Task objective: Retype the material below word for word, leaving out the pictures.

+===+

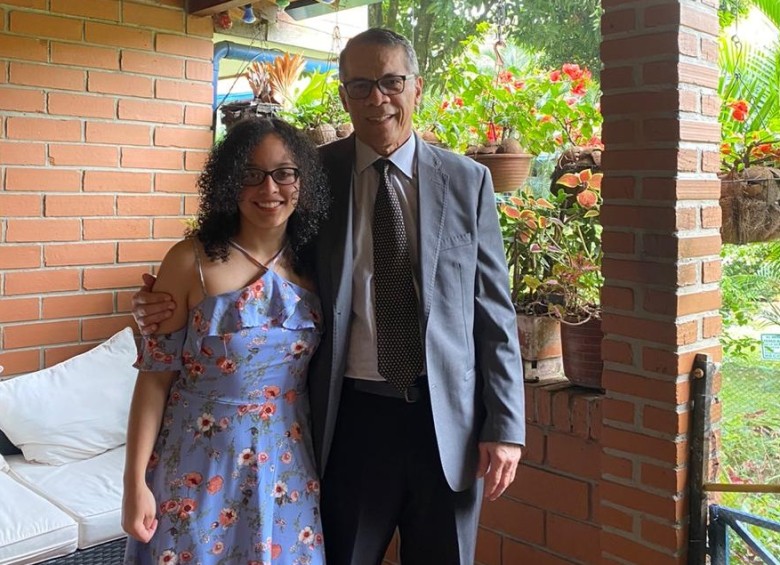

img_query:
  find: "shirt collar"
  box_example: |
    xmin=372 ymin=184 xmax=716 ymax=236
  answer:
xmin=355 ymin=134 xmax=417 ymax=179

+===+

Answer to the problem:
img_query:
  find: "shirt collar"
  box_example: |
    xmin=372 ymin=184 xmax=716 ymax=236
  answer:
xmin=355 ymin=134 xmax=417 ymax=179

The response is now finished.